Stated goal
From the records below, extract every line containing the word "bookshelf". Treat case as significant.

Given records

┌────────

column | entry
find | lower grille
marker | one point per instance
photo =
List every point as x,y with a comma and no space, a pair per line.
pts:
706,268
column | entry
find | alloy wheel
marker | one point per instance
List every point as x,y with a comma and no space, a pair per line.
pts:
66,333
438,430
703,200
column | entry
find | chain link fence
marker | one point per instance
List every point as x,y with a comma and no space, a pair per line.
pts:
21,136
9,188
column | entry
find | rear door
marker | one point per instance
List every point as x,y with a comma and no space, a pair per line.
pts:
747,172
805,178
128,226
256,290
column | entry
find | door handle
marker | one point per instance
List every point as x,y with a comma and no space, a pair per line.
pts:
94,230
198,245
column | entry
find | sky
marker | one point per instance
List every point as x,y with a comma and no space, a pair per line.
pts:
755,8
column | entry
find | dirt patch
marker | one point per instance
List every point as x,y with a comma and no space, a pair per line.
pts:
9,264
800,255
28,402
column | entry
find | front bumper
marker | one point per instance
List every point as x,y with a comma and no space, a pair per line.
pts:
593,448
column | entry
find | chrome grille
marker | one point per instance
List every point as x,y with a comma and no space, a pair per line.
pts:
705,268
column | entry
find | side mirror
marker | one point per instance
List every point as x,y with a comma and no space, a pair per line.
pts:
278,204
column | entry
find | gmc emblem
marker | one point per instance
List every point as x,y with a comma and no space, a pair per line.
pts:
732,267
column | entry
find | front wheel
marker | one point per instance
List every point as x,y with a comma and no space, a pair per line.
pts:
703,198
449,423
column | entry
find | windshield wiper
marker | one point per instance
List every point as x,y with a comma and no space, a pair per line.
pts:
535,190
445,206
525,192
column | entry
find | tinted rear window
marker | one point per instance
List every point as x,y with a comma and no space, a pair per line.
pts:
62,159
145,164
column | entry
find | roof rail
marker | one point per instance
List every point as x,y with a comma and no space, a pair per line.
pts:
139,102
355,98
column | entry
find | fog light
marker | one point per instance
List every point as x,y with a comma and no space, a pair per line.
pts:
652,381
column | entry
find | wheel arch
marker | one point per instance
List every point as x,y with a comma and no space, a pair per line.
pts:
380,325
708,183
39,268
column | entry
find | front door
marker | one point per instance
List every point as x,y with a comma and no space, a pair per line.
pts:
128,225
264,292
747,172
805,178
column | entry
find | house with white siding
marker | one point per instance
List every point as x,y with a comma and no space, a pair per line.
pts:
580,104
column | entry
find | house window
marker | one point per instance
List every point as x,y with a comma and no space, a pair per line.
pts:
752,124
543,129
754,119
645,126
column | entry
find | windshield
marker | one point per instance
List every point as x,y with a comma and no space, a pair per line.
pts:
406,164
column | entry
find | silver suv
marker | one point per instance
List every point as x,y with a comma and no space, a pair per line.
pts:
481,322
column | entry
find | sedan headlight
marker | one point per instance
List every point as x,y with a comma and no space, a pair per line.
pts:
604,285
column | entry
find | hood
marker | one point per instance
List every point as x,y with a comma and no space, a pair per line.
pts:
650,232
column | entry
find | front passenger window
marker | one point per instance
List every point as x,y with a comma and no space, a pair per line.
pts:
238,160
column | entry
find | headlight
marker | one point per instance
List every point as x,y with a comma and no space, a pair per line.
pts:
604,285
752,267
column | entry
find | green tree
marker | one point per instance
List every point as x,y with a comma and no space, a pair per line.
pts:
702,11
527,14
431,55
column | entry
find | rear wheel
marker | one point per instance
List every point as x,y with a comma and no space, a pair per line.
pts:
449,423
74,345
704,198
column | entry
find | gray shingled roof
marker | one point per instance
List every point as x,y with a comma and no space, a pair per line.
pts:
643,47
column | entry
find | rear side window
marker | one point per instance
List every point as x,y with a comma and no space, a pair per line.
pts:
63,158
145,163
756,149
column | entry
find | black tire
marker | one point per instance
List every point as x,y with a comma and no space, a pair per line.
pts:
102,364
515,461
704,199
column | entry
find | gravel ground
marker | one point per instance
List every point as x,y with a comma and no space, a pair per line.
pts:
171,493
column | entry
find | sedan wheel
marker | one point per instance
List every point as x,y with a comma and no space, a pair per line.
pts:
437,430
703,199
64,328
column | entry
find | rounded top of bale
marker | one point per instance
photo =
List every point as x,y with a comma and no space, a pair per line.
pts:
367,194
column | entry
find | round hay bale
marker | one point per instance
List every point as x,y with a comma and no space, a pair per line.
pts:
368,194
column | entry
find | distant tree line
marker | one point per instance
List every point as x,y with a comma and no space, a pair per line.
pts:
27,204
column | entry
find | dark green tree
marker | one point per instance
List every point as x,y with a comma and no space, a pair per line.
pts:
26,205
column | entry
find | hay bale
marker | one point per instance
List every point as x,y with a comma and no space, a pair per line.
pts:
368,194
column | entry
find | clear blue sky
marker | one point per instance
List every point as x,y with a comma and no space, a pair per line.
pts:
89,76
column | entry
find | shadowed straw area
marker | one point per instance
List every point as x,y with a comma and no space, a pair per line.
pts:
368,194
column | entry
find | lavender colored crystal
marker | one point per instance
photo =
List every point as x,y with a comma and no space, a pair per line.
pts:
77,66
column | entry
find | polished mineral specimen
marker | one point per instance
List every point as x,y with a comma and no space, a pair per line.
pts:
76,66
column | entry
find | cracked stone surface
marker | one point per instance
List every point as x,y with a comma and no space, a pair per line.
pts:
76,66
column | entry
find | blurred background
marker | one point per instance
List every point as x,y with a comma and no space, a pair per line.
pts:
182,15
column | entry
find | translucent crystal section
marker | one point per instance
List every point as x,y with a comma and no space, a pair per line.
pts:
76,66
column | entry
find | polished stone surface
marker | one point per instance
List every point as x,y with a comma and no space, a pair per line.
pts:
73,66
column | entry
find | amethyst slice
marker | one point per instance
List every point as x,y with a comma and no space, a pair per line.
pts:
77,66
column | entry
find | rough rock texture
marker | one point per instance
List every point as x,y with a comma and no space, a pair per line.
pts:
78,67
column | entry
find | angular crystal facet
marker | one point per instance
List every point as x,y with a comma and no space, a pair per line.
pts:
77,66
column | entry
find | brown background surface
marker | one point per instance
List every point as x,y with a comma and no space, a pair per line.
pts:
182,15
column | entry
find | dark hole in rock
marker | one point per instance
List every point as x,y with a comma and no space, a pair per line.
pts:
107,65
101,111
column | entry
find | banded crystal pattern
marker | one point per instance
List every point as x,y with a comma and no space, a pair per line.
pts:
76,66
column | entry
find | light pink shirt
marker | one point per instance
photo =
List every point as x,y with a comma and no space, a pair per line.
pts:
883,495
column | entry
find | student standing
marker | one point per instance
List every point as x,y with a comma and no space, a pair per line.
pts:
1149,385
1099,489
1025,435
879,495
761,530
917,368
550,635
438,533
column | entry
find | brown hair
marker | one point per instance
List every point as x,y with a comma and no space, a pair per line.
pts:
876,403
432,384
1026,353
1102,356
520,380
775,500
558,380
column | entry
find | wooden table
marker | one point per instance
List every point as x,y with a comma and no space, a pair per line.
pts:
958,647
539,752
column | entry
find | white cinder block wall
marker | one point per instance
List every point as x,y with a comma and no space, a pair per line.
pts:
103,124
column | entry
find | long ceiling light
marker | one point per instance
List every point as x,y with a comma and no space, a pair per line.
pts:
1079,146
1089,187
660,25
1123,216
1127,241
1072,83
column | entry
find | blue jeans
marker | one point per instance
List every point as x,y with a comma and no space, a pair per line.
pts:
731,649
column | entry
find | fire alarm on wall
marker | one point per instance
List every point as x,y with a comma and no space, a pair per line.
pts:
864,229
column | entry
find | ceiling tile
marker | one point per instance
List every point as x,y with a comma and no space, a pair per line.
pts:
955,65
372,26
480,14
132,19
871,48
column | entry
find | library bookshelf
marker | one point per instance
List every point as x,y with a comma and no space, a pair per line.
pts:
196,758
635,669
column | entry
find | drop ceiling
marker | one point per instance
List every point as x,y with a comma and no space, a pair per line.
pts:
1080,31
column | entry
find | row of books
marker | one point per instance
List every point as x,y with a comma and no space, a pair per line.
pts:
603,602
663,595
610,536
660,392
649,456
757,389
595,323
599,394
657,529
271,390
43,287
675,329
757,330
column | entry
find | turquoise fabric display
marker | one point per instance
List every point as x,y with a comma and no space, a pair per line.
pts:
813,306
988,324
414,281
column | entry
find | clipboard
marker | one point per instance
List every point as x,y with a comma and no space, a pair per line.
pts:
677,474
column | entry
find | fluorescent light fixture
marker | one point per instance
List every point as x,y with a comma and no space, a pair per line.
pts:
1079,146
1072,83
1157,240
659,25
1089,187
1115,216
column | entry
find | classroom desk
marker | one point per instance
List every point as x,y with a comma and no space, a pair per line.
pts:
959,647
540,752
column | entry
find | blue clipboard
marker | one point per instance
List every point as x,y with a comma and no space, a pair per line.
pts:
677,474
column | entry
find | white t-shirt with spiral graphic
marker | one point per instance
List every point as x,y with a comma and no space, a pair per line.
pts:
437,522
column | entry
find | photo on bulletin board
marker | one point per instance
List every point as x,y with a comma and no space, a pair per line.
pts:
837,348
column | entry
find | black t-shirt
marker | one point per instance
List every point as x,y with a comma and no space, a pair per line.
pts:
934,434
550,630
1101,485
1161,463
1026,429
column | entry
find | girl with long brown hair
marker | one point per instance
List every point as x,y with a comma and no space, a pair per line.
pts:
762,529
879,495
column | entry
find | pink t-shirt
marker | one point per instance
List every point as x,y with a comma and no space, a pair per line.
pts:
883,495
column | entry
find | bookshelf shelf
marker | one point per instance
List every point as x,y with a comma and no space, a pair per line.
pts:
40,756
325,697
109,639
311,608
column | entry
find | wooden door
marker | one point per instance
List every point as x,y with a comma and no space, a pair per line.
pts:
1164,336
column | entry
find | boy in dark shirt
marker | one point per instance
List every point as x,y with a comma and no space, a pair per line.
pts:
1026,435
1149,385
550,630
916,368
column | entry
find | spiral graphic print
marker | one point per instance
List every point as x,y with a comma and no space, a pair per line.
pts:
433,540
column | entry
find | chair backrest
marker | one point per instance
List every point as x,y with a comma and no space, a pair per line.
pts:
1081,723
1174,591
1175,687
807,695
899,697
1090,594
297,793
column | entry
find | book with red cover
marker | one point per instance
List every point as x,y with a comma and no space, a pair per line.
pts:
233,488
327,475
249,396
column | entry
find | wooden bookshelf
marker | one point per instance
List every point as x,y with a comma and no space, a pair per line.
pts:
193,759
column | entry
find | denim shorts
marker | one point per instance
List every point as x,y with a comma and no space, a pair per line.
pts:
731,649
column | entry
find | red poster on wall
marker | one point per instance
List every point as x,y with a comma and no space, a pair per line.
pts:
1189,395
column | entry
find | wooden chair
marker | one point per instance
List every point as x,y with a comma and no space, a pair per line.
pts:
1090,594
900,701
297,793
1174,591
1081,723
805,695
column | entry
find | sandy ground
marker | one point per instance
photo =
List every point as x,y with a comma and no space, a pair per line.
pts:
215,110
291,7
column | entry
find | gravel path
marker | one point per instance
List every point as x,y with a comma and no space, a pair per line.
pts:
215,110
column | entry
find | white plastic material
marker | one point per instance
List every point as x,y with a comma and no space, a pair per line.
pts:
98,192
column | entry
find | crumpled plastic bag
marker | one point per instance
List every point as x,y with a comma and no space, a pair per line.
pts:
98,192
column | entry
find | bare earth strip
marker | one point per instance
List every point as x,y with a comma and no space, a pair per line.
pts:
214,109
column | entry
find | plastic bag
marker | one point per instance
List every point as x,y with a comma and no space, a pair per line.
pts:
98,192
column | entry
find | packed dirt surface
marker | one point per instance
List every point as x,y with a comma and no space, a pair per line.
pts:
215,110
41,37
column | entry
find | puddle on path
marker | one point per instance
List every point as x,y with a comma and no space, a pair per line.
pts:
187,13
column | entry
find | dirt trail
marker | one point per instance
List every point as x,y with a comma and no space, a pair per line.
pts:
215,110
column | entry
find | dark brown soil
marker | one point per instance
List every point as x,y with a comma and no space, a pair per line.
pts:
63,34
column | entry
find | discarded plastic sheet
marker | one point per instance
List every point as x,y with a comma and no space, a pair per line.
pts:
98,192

└────────

Solution
find | library bookshelf
find | bookshelf shelf
find | wooden bookshelf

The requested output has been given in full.